**Textauszug:**
________________________
Die Expansion und Ausdifferenzierung der Aufgabenfelder im Bereich der Kinder- und Jugendhilfe inklusive der U6-Betreuung (Autorengruppe Kinder- und Jugendhilfestatistik 2021), die Einführung von Ganztagsschulen (StEG-Konsortium 2019; Sekretariat der Ständigen Konferenz der Kultusminister der Länder in der Bundesrepublik Deutschland 2021) und die Inklusion von Schüler*innen mit Förderbedarfen ins Regelschulsystem (Heinrich und Lübeck 2013; Huth und Hackbarth 2021) bringen einen erhöhten Bedarf an pädagogischen Fachkräften (Autorengruppe Fachkräftebarometer 2021) mit sich. Insbesondere an Ganztagsschulen ist so eine komplexe und vielschichtige Personalstruktur entstanden von Lehrkräften, Sonderpädagog*innen, Sozialarbeiter*innen, Erzieher*innen und nicht pädagogisch qualifiziertem Personal. Dieses Personal mit unterschiedlichen Qualifikationen und Expertisen macht aus einer Schule erst eine Ganztagsschule.

Empirisch bestätigt sich die Vielfalt der Angebote und der Angebotsverantwortlichen, die unterschiedlich pädagogisch qualifiziert sind (keine Qualifikation bis Studium) und mit diversen Sachexpertisen die Ganztagsschule bereichern (Graßhoff et al. 2019a; Idel 2021). Jenseits dieser Heuristik mangelt es an (aktuellen) empirischen Beschreibungen der Personalstruktur. Nicht einmal strukturelles Wissen, wer im Ganztag mit welcher Qualifikation arbeitet, liegt vor,Footnote 1 und die wenigen Studien weisen erhebliche Unterschiede auf. An dem quantitativen wie auch dem qualitativen Desiderat des Wissens über das Personal an Ganztagsschulen setzt das Forschungsvorhaben an.

Für das Projekt anschlussfähig sind frühere Arbeiten von Steiner (2013): In dieser Analyse wird das Feld des Personals am Ganztag vermessen und darauf hingewiesen, dass Laien sich qua Berufserfahrung „qualifizieren“. Aktuellere weiterführende empirische Befunde differenzieren zudem zwischen der von Laien in den Ganztag eingebrachten Sachexpertise, die von der pädagogischen Qualifikation zu unterscheiden ist (Graßhoff et al. 2019b).
________________________
Datensatzzeilen zum Zeigen auf Objekte:

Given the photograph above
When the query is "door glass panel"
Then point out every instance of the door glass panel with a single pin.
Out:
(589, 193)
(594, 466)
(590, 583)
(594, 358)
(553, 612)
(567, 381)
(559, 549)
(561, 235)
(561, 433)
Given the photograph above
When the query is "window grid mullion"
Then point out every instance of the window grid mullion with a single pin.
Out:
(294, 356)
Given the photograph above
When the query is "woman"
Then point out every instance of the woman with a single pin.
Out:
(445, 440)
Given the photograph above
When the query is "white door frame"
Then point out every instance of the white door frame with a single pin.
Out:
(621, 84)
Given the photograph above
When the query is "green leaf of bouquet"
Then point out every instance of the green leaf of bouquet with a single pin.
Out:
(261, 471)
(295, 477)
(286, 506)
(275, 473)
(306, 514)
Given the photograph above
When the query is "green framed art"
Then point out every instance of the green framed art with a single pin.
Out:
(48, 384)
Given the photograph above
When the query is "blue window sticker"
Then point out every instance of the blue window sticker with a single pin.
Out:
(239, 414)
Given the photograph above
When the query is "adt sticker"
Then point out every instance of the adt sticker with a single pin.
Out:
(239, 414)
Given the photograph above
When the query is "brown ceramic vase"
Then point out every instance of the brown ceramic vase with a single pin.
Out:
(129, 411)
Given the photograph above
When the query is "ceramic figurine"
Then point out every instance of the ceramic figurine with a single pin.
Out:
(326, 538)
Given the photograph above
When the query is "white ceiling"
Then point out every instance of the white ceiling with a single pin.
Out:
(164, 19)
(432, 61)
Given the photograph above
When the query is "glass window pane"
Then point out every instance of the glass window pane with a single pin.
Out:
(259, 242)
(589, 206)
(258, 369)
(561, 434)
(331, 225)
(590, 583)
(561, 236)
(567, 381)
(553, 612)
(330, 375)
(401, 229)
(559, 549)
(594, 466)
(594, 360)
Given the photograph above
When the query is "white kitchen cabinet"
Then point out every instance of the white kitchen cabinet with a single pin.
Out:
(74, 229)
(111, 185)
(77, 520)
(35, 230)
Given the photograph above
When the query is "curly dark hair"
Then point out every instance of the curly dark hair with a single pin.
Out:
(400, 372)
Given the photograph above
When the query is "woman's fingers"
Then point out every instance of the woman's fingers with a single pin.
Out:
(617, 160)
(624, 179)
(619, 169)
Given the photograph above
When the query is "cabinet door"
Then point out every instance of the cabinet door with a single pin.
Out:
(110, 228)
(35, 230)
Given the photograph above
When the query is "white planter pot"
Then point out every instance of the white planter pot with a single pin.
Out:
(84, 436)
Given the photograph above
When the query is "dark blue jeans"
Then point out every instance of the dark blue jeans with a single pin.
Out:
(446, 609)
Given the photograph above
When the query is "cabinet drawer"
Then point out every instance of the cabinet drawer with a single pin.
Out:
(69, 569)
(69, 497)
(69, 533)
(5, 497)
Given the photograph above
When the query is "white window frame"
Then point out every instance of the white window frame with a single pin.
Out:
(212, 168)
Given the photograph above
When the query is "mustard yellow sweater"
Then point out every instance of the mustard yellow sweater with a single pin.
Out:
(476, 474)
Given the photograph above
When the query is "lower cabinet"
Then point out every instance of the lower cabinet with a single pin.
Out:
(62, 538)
________________________
**Aufgaben:**
A - Aus welchen Personengruppen besteht laut dem Text über das Personal an Ganztagsschulen deren Personalstruktur?
B - Nimm den Text über das Personal an Ganztagsschulen nach seinem letzten Satz wieder auf und schreibe ihn weiter.
Die Auflistung hat hiermit nichts zu tun.

**Antworten:**
A - Aus Lehrkräften, Sonderpädagog*innen, Sozialarbeiter*innen, Erzieher*innen und nicht pädagogisch qualifiziertem Personal.

B -
Die Entwicklung an Ganztagsschulen fordert auch die Forschung zur pädagogischen Professionalisierung heraus. Die lange Zeit klaren Zuständigkeiten und Aufgaben im Kontext von Schule und damit verbundene Professionalisierungswege verlieren an Trennschärfe. Das von der Deutschen Forschungsgemeinschaft geförderte Forschungsprojekt Laien als Akteure im Ganztag (LAKTAT) knüpft an diese Professionsdebatte an. Zwar finden der professionstheoretische Bezug und damit die Unterscheidung zwischen „Lai*innen“ und „Professionellen“ auch in diesem Projekt Berücksichtigung – aber zu Gunsten eines explorativen Forschungsvorgehens sollen diese Bezüge nicht als deduktive Kategorien angelegt, sondern allenfalls reflexiv mitgeführt werden. Die Unterscheidung wird damit zu einer empirisch, d. h. am Material differenziert zu begründenden Frage.

1 Ziele des Vorhabens und methodische Anlage

Ziel des Vorhabens ist es, die Bedeutung von Lai*innen in der Ganztagsschule wie auch deren pädagogische Orientierungen und organisationale Einbindung in Schule in einem Mixed-Methods-Design sowohl quantitativ als auch qualitativ auf den drei Ebenen System, Organisation und Akteur*in zu analysieren und die Ergebnisse in einer explorativen Theorie zu Laien und Laisierung in Schule zu verdichten (Abb. 1).

Abb. 1
figure 1

Konzeption der Studie. (LPA latente Profilanalyse)

Um das Phänomen Lai*innen bzw. Laisierung der Ganztagsschule umfassender zu analysieren, werden hier quantitative und qualitative Forschungsstrategien systematisch in drei Teilstudien kombiniert, um multiperspektivisch erzeugte Forschungsergebnisse zur gegenwärtigen Situation des pädagogischen Lai*innenpersonals, seiner organisationalen Eingebundenheit sowie der pädagogischen Orientierungen und Einstellungen zu erzielen.

In Teilstudie A liegt der Fokus auf einer Bestandsaufnahme zum pädagogisch tätigen Personal an Ganztagsschulen. Ziel ist es, allgemeine und aktuellere Daten zur Situation der pädagogisch Tätigen zu generieren, um einerseits einen systematischen Überblick über die Laisierung im Ganztag zu erhalten. Andererseits hat diese vorgeschaltete Befragung zugleich eine forschungspragmatische Bedeutung für den Forschungsprozess. So stützt sich die begründete qualitative Fallauswahl der Teilstudien B und C in Teilen auf die latente Profilanalyse der quantitativen Daten.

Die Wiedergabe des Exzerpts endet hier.